Promises to be fun and certainly will push the skills envelope and this tired, nearly 60-yr old body. Hope to get the bike prepared this week-end by removing the accessory lights, removing the mud guard (always falls off anyway), adding the TKC 80 tires and a couple of more items. Have to dig out the BMW Rallye riding gear. A summary of the course can be found in my previous post of February 2. Stay tuned for the gory details!
The New 1200 GSA
After putting nearly 75,000 combined miles on my current 1200 GSA and previous GS, I still always feel a little insecure when I see the “pavement ends” sign warning of a change in road conditions. This is in spite of taking a Rawhyde Adventures course a few years ago, about 1500 miles on dirt/gravel in South America and 2-3,000 solo miles off-road in AK. The big BMW 1200 GS Adventure is made for off-road excursions and became famous in Charley and Ewan’s round the world motorcycle ride documented in the Long Way Round series a few years ago.
With a little over 45,000 miles on the GSA, I decided it was time to throw on the knobbies, get it a little dirty and to brush up on my off-road skills through the Pine Barrens Adventure Camp – a 2-day course in south New Jersey offered this April. The Pine Barrens is a great area to experience due to the unique environment and landscape; boasting more than 1,000 miles of trails to develop and test riding skills. The course promises to “prepare you to safely navigate your way through this amazing but sometimes challenging landscape, and help improve your off-road adventure riding abilities.” Well, I guess this remains to be seen, but the instructors sure seem to be up to the task. I just hope they are around to help me pick-up the 650 pound motorcycle when it falls, as it is sure to do.
I will provide a blow-by-blow account of the adventure as the course gets started here on the blog. For more information, check out the Pine Barrens Adventure Camp here. I’ll provide the details and plenty of photos, maybe a video spot. The course is scheduled for April 27 & 28, 2013 and looks like a pretty full agenda. Stay tuned!

Problem 1: Please translate this sentence from the motorcycle blog post into Spanish: "I will provide a blow-by-blow account of the adventure as the course gets started here on the blog."
Problem 2:
Answer these questions from the motorcycle blog post:
(a) How many combined miles has the writer put on the current 1200 GSA and previous GS?
(b) On what dates is the Pine Barrens Adventure Camp scheduled?
(c) How much does the motorcycle weigh, according to the writer?
Problem 3: Write the next part of the motorcycle blog post, picking up right after its final line.

Given data:
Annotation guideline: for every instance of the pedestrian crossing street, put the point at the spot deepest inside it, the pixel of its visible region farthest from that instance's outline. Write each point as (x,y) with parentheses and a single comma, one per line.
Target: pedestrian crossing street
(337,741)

Exercise response 1: Ofreceré un relato detallado de la aventura aquí en el blog a medida que comience el curso.

Exercise response 2:
(a) Nearly 75,000 miles.
(b) April 27 and 28, 2013.
(c) 650 pounds.

Exercise response 3:
I to admit that I am a bit of a junkie for any book describing international adventures on motorcycle. Ever since 1st stumbling onto “A Long Way Round” with Ewan and Charley a few years ago, I can’t seem to get enough of this stuff.
However, The University of Gravel Roads goes beyond many of the typical stories of adventure motorcycle travel. As Rene writes about his 4-yr, 95,000 mile trip and its challenges of the road (or lack thereof), I was pulled into the trip, sharing the rider’s worries and fears; feeling great relief when the border guards or locals didn’t take him hostage or throw him in jail.
This is a great tale of courage and resourcefulness, by a guy who was essentially solo around the world on a limited budget and undefined challenges of weather, governmental roadblocks (real and administrative), mechanical issues, and just about anything else you could think of on such a trip. I couldn’t help but empathize with the feelings of regret about initially inviting a companion, then realizing that much of the romance of the trip began to ebb with the burden of dealing with someone else’s needs in such a rugged and uncertain undertaking.
I found myself absorbed in the sometimes clunky, journalistic portrayal of the adventure and the personal challenges; but all with a sense of adventure from a guy who seems to be an adventurer 1st and a writer second. Great photos and overall great read. If you have any inclination to this type of journey, get a copy if you can find one and settle in for an armchair adventure that I am sure you will enjoy. Think it is about $35-$40 on Amazon or directly from the book’s web site (above).